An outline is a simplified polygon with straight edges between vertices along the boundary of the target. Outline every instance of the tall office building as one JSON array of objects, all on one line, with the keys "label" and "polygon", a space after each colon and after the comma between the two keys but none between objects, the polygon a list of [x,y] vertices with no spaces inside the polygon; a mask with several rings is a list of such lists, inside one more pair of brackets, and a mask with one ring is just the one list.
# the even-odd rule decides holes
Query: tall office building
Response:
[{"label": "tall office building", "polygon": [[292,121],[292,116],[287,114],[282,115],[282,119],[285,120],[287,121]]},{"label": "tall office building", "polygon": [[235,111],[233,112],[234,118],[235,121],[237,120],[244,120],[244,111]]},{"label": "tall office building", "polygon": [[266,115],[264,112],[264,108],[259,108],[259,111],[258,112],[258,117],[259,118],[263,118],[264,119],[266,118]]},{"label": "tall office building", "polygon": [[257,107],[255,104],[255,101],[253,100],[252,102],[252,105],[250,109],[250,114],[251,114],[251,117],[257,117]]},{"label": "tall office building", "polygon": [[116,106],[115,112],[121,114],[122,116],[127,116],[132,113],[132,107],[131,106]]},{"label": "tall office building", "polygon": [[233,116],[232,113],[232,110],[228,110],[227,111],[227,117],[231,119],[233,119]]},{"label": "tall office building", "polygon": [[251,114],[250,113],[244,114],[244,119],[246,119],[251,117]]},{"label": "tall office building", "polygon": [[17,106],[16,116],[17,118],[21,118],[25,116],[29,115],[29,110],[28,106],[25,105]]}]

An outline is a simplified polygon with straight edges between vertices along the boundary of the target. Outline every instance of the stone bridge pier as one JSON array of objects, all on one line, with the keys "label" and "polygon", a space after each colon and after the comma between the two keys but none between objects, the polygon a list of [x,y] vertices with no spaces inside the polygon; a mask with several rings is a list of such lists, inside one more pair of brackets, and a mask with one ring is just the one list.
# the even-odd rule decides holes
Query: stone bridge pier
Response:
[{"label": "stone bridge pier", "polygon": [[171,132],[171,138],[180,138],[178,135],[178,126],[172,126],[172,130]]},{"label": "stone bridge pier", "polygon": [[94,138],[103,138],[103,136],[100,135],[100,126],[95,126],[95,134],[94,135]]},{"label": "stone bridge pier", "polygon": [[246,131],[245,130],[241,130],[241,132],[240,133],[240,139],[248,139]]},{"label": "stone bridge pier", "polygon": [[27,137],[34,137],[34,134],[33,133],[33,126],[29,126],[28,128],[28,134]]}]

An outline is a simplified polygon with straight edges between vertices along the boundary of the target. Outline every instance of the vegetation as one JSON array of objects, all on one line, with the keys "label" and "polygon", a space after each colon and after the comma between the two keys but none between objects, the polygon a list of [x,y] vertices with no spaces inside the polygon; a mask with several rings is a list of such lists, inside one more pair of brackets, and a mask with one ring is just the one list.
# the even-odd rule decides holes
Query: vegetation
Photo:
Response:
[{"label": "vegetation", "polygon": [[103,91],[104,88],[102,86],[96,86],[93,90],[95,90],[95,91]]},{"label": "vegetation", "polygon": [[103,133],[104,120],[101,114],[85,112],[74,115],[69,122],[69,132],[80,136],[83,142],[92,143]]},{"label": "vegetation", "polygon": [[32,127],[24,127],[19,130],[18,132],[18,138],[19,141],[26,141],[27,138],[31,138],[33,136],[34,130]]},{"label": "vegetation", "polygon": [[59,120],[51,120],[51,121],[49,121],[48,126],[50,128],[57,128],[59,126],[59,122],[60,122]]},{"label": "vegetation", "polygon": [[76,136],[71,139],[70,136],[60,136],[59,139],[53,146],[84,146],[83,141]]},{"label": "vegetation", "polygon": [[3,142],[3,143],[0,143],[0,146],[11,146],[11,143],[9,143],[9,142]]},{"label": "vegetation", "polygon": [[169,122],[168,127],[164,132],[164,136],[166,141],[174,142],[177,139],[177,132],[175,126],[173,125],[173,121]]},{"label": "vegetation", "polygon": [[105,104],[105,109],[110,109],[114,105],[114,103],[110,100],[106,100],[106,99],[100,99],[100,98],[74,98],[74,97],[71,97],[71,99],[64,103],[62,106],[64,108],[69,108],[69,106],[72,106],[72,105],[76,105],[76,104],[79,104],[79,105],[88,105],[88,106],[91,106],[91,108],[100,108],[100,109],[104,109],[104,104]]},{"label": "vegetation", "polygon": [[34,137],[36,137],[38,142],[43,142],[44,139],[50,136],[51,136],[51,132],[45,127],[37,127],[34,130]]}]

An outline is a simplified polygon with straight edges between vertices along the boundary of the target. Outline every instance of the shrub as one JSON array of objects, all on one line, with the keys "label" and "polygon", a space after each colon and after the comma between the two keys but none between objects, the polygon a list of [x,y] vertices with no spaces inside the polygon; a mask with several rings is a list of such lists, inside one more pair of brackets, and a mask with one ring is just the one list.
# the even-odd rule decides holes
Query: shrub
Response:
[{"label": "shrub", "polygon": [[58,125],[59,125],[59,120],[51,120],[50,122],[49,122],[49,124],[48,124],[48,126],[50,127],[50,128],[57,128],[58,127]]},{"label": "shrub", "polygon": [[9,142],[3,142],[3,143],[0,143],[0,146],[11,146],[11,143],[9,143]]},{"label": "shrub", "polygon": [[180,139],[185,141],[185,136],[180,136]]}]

■ **Task to carry out**:
Report every line of the listing above that contains the word "shrub", copying each such line in full.

■ **Solved exercise**:
An outline is a simplified polygon with straight edges between vertices along the boundary of the target. Outline every instance of the shrub as one JSON array of objects, all on one line, with the keys "label" and "polygon", a space after each colon and after the comma between the two keys but none between objects, the polygon a list of [x,y] vertices with no spaces inside the polygon; a mask with several rings is a list of such lists, inside one more pair of brackets, and a mask with one ring is just the one list.
Query: shrub
[{"label": "shrub", "polygon": [[58,125],[59,125],[59,120],[51,120],[50,122],[49,122],[49,124],[48,124],[48,126],[50,127],[50,128],[57,128],[58,127]]},{"label": "shrub", "polygon": [[9,142],[3,142],[3,143],[0,143],[0,146],[11,146],[11,143],[9,143]]},{"label": "shrub", "polygon": [[180,139],[185,141],[185,136],[180,136]]}]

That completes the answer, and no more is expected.